Looking at the data below, how many lines include the word "instance"? Respond with the number only.
==== SUPPLIED DATA
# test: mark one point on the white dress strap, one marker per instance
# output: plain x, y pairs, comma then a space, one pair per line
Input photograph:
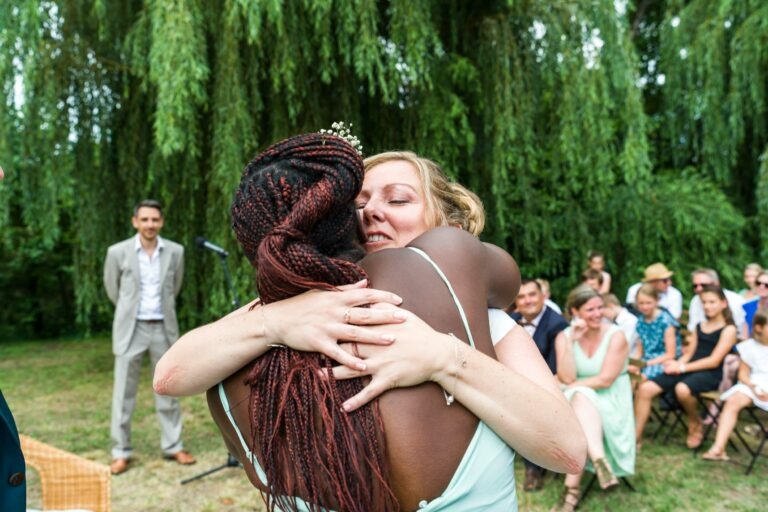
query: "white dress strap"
450, 290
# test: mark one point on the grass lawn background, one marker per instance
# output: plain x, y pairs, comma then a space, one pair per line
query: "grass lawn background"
60, 393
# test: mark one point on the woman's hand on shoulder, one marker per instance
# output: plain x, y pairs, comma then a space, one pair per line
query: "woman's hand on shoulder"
316, 321
418, 354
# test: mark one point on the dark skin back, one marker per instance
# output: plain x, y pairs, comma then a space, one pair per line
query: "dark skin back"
425, 439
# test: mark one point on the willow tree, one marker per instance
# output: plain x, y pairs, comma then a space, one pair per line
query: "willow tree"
713, 113
535, 106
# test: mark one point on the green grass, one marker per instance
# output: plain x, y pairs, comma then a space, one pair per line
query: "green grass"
========
> _RESULT OF THE TASK_: 6